* **CONJUNTO DE TAREAS**
1. Indica si cada afirmación coincide con el texto sobre el cambio y responde sí o no, citando textualmente las palabras que lo deciden: (a) el cambio comienza con una simple decisión; (b) la decisión de cambiar resulta cómoda; (c) nunca nos mentimos sobre lo que queremos hacer.
2. Reproduce tal cual el fragmento del texto sobre el cambio que empieza con "Porque seamos honestos: muchas" y sigue hasta "conocemos de sobra.".

* **DOCUMENTO**
-------
¿Alguna vez te has preguntado por qué es tan difícil cambiar? Queremos dejar de dejarlo todo para última hora, empezar a hacer ejercicio, mejorar las relaciones, romper malos hábitos… Pero siempre encontramos algún motivo para no hacerlo.
Y lo más irónico es que el cambio comienza de la forma más sencilla: con una simple decisión.
¿Simple? Bueno, quizá no lo sea tanto, visto lo que nos cuesta tomarla, porque es incómoda. Porque implica dejar algo conocido atrás, entrar en una transformación.
Esa decisión es, ni más ni menos, querer cambiar.
Porque seamos honestos: muchas veces nos mentimos. Decimos que queremos hacer algo, pero en el fondo preferimos la comodidad de lo que ya conocemos de sobra.
-------
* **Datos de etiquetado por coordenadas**
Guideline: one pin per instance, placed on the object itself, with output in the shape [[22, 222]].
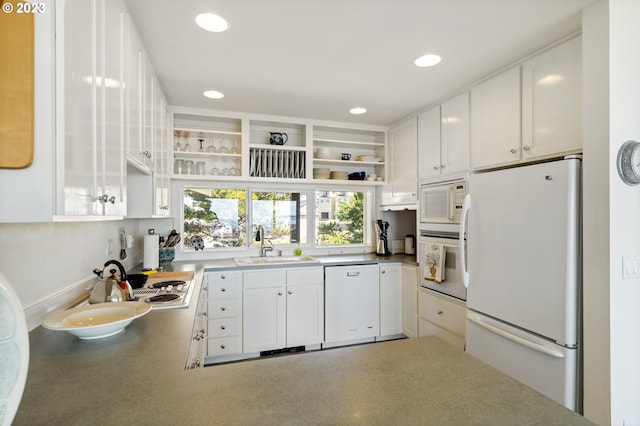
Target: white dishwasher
[[352, 302]]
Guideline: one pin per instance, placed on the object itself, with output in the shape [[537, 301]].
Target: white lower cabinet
[[410, 300], [441, 317], [223, 313], [352, 302], [390, 299], [305, 306], [282, 308], [199, 333]]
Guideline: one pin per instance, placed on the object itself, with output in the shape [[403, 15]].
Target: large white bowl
[[98, 320]]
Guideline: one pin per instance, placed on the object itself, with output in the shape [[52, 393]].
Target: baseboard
[[63, 299]]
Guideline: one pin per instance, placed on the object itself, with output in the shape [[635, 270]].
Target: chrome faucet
[[260, 237]]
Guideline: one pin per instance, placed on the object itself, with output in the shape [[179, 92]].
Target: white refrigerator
[[523, 274]]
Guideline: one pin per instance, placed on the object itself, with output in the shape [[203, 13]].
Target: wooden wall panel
[[16, 88]]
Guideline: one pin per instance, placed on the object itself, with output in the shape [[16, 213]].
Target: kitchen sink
[[273, 260]]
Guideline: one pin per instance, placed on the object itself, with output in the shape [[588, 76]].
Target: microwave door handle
[[452, 203], [463, 254]]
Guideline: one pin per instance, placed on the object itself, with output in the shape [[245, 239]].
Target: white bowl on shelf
[[323, 153], [369, 158], [339, 175]]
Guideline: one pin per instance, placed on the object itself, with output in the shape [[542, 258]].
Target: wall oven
[[452, 285], [442, 204]]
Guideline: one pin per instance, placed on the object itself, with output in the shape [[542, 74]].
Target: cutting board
[[166, 276], [16, 89]]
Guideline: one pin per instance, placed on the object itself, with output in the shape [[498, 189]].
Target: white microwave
[[442, 203]]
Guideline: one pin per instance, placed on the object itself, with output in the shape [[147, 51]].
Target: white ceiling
[[319, 58]]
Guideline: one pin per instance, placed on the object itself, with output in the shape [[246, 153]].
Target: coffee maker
[[382, 247]]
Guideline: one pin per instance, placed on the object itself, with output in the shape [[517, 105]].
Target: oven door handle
[[463, 253]]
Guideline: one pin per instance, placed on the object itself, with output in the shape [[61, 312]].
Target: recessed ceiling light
[[213, 94], [551, 79], [427, 60], [212, 22]]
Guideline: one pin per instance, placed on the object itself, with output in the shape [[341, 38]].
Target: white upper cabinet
[[529, 112], [495, 120], [429, 144], [135, 56], [443, 139], [552, 101], [455, 135], [402, 150], [94, 167]]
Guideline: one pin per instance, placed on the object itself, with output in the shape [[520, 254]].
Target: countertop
[[137, 377]]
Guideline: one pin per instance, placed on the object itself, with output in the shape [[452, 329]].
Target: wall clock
[[629, 162]]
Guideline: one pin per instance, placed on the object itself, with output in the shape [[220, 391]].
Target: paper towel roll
[[150, 259]]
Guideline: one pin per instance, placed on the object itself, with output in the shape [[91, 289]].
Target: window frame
[[179, 187]]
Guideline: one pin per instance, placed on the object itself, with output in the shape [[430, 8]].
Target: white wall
[[611, 213]]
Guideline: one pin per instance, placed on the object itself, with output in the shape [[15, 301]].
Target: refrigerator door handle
[[463, 254], [516, 339]]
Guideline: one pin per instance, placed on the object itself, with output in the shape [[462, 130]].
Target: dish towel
[[434, 262]]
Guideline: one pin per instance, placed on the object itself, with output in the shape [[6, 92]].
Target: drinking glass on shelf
[[200, 168], [223, 149], [189, 167], [187, 147], [211, 148], [235, 149], [178, 145], [178, 167]]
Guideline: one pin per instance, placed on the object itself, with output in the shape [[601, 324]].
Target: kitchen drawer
[[225, 290], [264, 278], [425, 328], [305, 275], [224, 346], [442, 312], [224, 327], [222, 276], [224, 308]]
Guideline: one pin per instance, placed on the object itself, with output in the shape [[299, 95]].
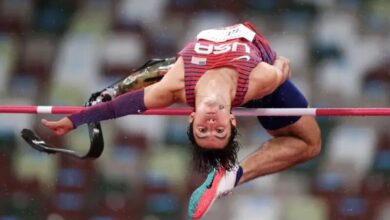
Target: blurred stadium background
[[59, 52]]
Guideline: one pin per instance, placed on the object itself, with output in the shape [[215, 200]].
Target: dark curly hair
[[207, 159]]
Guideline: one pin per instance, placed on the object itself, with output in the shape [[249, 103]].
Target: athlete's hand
[[60, 127]]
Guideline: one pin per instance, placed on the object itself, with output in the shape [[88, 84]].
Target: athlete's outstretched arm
[[267, 78], [289, 146]]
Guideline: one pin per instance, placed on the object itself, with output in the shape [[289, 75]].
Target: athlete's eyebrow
[[218, 137]]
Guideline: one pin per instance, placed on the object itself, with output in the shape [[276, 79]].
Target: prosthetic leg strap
[[129, 103]]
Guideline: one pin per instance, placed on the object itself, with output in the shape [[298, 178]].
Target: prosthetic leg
[[149, 73]]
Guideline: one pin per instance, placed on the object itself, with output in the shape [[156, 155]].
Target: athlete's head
[[212, 132]]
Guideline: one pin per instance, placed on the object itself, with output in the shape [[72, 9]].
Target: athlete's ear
[[233, 120], [191, 117]]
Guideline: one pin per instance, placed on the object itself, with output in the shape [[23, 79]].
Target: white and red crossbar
[[29, 109]]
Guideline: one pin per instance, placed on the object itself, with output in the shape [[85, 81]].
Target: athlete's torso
[[228, 47]]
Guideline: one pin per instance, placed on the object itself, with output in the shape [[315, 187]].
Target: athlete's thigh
[[285, 96], [306, 129]]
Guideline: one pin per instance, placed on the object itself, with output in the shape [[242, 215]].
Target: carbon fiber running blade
[[36, 142]]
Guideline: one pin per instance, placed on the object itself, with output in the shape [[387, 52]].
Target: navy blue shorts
[[285, 96]]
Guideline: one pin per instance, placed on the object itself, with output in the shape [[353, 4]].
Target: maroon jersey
[[237, 46]]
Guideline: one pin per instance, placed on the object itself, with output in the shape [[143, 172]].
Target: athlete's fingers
[[49, 124]]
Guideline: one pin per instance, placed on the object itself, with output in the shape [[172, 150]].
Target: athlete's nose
[[211, 120]]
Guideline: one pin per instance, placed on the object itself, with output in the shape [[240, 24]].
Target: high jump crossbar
[[31, 109]]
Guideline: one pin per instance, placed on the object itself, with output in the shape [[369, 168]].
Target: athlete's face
[[212, 125]]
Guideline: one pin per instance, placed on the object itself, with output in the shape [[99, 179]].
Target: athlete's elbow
[[313, 147]]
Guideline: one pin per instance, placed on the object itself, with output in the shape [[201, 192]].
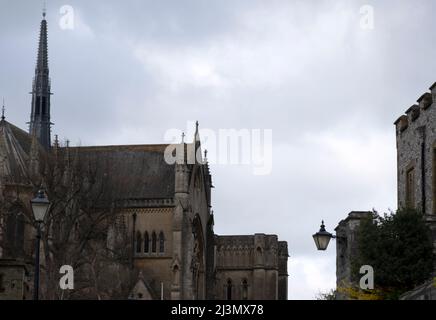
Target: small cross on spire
[[44, 10]]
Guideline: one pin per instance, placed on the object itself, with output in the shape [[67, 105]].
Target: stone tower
[[416, 158], [40, 112]]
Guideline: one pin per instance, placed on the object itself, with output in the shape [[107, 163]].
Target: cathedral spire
[[40, 112]]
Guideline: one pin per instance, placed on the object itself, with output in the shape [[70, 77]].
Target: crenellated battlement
[[412, 114]]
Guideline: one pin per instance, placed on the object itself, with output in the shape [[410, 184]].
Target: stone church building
[[162, 212], [416, 184]]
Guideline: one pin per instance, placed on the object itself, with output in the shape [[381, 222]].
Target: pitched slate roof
[[130, 171]]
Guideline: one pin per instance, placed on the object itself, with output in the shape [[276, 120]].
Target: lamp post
[[40, 206], [322, 238]]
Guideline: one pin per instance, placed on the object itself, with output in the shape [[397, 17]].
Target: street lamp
[[322, 238], [40, 206]]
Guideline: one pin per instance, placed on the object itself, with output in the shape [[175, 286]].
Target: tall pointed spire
[[40, 113], [3, 110]]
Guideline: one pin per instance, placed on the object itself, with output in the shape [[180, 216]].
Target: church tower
[[40, 114]]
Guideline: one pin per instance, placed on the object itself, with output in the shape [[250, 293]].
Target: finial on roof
[[44, 10], [3, 110], [56, 143]]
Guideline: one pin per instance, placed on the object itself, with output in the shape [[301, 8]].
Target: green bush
[[399, 248]]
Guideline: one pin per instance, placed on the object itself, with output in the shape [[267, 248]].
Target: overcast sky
[[329, 89]]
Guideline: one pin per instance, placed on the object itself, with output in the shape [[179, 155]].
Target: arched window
[[138, 242], [244, 289], [153, 242], [229, 289], [161, 242], [2, 289], [15, 234], [146, 243]]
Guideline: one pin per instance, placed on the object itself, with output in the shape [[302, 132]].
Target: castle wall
[[416, 157]]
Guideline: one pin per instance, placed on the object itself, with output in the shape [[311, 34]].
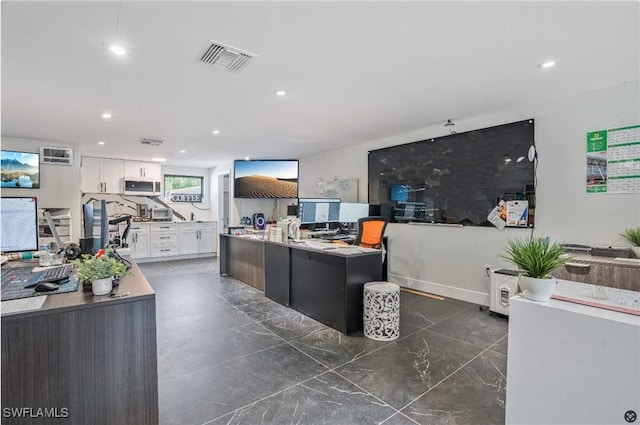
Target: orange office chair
[[370, 232]]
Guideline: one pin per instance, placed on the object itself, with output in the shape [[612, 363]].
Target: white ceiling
[[353, 71]]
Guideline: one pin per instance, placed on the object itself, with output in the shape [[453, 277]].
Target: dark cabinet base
[[323, 285]]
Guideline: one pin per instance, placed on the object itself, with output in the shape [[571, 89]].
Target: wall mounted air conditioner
[[54, 155], [503, 286]]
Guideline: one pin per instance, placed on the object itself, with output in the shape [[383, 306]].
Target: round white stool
[[381, 311]]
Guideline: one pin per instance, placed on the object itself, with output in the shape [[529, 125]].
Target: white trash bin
[[381, 311]]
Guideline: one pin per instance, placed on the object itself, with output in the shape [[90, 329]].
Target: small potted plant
[[632, 235], [100, 270], [536, 258]]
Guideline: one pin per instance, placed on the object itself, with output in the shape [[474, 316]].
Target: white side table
[[381, 311]]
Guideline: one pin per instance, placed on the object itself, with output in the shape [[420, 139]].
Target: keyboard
[[53, 274]]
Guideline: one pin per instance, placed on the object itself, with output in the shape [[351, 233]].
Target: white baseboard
[[446, 291]]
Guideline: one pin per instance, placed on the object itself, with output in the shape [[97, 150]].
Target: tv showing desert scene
[[266, 179], [20, 170]]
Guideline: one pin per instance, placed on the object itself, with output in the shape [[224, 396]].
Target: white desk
[[571, 364]]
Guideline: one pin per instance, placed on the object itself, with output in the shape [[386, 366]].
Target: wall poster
[[613, 160]]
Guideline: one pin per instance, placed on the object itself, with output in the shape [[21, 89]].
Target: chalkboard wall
[[455, 179]]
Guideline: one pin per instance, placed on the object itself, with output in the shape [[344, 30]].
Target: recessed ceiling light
[[118, 50], [548, 64]]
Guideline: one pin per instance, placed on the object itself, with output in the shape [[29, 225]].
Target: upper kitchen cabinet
[[142, 170], [101, 175]]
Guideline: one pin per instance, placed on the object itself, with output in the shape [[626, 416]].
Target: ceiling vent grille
[[226, 57], [151, 142]]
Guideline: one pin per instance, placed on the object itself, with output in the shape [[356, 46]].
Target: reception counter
[[570, 363], [322, 281], [82, 359]]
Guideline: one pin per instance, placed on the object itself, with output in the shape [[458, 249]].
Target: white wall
[[59, 184], [450, 261]]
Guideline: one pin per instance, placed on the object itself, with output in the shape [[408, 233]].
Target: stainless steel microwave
[[141, 187], [161, 214]]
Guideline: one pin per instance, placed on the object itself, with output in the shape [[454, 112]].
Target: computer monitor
[[19, 217], [350, 212], [319, 210], [399, 192], [410, 211]]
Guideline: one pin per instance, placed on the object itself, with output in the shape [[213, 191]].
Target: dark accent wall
[[457, 178]]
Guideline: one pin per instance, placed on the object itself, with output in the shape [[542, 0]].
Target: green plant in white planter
[[100, 271], [536, 258], [632, 235]]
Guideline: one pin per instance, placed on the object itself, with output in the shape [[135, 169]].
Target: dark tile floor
[[228, 355]]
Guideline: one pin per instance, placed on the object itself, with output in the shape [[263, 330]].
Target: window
[[183, 188]]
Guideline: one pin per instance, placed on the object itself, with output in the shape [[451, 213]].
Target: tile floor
[[228, 355]]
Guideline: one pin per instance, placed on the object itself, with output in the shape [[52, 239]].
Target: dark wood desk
[[94, 356], [324, 285]]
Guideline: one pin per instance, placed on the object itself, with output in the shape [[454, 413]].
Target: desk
[[94, 356], [326, 285]]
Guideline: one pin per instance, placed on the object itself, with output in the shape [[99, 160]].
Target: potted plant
[[535, 258], [100, 270], [632, 235]]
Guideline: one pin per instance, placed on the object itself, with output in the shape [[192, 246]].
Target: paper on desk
[[22, 304]]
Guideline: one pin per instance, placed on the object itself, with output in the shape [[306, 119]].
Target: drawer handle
[[579, 265]]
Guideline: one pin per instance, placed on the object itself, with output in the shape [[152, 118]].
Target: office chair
[[370, 232]]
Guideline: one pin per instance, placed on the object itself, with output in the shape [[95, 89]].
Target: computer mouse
[[46, 287]]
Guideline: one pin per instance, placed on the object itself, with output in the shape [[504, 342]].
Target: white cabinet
[[164, 239], [142, 169], [208, 241], [189, 238], [61, 220], [198, 238], [100, 175], [139, 240]]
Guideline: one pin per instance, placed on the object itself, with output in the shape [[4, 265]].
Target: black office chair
[[370, 232]]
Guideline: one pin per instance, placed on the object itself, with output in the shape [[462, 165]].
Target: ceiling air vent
[[151, 142], [226, 57]]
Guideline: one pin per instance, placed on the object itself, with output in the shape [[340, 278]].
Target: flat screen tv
[[20, 169], [266, 178]]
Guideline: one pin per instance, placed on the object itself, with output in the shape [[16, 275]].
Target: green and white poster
[[613, 160]]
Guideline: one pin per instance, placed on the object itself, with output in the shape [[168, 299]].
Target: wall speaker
[[72, 251], [86, 245], [259, 221]]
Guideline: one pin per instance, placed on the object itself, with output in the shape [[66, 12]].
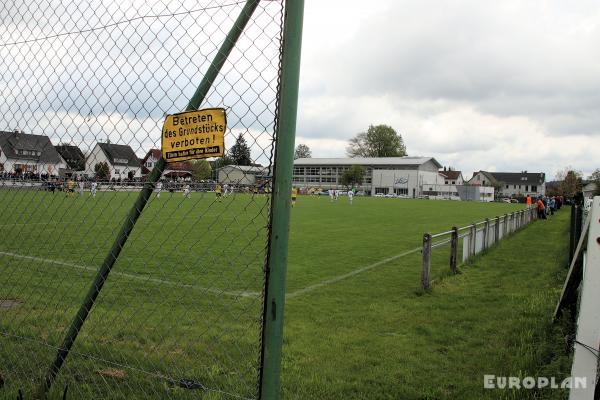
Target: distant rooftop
[[367, 161]]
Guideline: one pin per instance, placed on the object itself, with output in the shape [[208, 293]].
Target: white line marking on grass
[[339, 278], [131, 276]]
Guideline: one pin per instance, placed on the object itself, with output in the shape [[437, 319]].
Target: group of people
[[546, 205]]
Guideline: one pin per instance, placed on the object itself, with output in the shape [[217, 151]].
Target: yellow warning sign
[[194, 134]]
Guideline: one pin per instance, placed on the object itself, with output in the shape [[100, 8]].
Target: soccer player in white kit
[[158, 188], [93, 188]]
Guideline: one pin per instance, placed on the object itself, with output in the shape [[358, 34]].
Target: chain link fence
[[84, 90]]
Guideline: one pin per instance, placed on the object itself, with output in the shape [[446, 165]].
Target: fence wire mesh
[[84, 90]]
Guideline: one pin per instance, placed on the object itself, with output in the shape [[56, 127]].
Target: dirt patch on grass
[[113, 372], [6, 304]]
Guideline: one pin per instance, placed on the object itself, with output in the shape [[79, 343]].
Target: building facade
[[121, 160], [512, 184], [74, 159], [403, 176], [22, 153], [242, 175]]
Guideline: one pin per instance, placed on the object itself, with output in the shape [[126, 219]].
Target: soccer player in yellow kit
[[218, 192]]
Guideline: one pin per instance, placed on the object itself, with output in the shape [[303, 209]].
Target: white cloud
[[506, 85]]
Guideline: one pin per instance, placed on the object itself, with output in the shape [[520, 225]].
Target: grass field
[[183, 301]]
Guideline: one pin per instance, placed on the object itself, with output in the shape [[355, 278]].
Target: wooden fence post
[[453, 249], [497, 230], [473, 243], [426, 261], [486, 231]]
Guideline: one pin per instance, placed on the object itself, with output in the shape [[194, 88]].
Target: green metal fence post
[[276, 265], [136, 210]]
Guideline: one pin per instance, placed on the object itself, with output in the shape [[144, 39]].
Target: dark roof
[[450, 174], [12, 142], [519, 178], [120, 154], [72, 155]]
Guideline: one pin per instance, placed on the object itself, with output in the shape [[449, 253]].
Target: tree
[[240, 152], [353, 176], [102, 170], [302, 151], [201, 170], [377, 141]]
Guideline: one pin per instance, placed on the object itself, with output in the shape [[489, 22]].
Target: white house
[[452, 177], [24, 153], [510, 184], [121, 160]]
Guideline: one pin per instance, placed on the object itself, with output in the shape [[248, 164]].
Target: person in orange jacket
[[541, 209]]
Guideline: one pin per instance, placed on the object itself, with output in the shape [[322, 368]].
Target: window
[[25, 168]]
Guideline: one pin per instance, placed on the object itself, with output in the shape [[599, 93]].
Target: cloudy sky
[[498, 86]]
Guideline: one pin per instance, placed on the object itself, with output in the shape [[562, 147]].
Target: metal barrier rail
[[477, 237]]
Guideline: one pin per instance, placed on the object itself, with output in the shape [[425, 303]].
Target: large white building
[[22, 153], [512, 184], [410, 176]]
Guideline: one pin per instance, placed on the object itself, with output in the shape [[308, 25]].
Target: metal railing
[[475, 238]]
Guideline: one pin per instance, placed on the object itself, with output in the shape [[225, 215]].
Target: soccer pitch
[[181, 310]]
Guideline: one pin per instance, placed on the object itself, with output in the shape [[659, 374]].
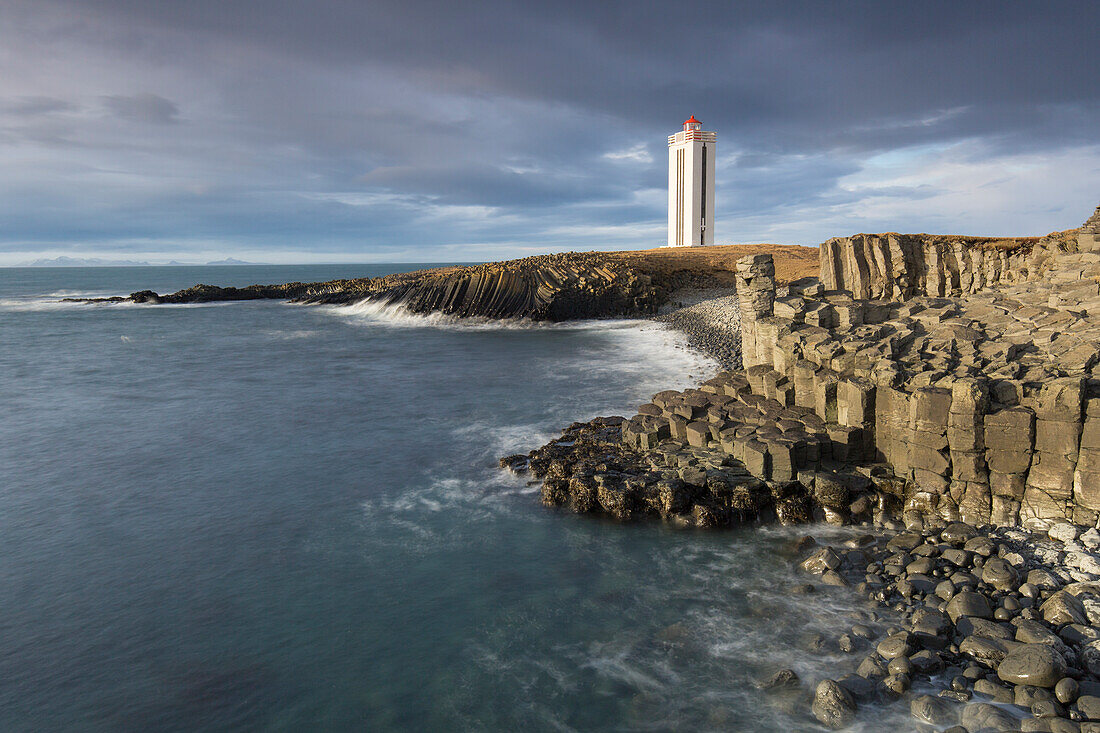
-------
* **RESPUESTAS**
1.
(a) Sí: "el cambio comienza de la forma más sencilla: con una simple decisión".
(b) No: "visto lo que nos cuesta tomarla, porque es incómoda".
(c) No: "muchas veces nos mentimos".

2.
Porque seamos honestos: muchas veces nos mentimos. Decimos que queremos hacer algo, pero en el fondo preferimos la comodidad de lo que ya conocemos de sobra.